» Input for this task
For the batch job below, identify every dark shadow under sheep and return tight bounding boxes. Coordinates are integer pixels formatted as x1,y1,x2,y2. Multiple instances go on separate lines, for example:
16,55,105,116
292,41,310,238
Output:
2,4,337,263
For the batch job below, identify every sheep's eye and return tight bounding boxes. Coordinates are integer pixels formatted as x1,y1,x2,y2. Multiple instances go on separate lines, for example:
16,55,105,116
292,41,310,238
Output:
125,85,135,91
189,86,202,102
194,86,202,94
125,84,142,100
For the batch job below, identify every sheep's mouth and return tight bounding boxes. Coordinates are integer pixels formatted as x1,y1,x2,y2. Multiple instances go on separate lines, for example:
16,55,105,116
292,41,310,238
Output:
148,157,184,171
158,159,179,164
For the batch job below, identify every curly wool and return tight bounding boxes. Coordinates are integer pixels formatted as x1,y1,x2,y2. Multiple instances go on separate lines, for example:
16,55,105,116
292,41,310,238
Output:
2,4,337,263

» Task requirements
The data, all of it, should be transcribed exactly.

» Answer to the problem
For the batch job below, identify every dark shadow under sheep and return tight bounding boxes. Coordinates are integer pixels formatted as x1,y1,x2,y2. Multiple instances go on separate lines, for example:
16,55,105,116
292,41,310,238
Output:
2,4,337,263
For the batch job below, identify every sheep's eye and return tight bounding boxes. Coordinates are integer pixels formatted as x1,y1,x2,y2. Multiple instances go on separate lines, for example:
16,55,105,116
292,41,310,238
Output:
125,85,135,91
189,86,202,102
194,86,202,94
125,84,142,100
For the batch job below, identify every sheep's mouth and return tight bounding boxes. Coordinates are integer pixels formatted as x1,y1,x2,y2. Multiple instances go on separate lines, for example:
16,55,105,116
292,41,310,238
Output:
148,157,184,171
158,159,179,164
For the batch job below, identify every curly wool and return tight bounding boxes. Coordinates are integer pixels formatted as x1,y1,x2,y2. Multiple instances go on separate lines, for example:
16,55,105,116
292,41,310,238
Output:
2,4,337,263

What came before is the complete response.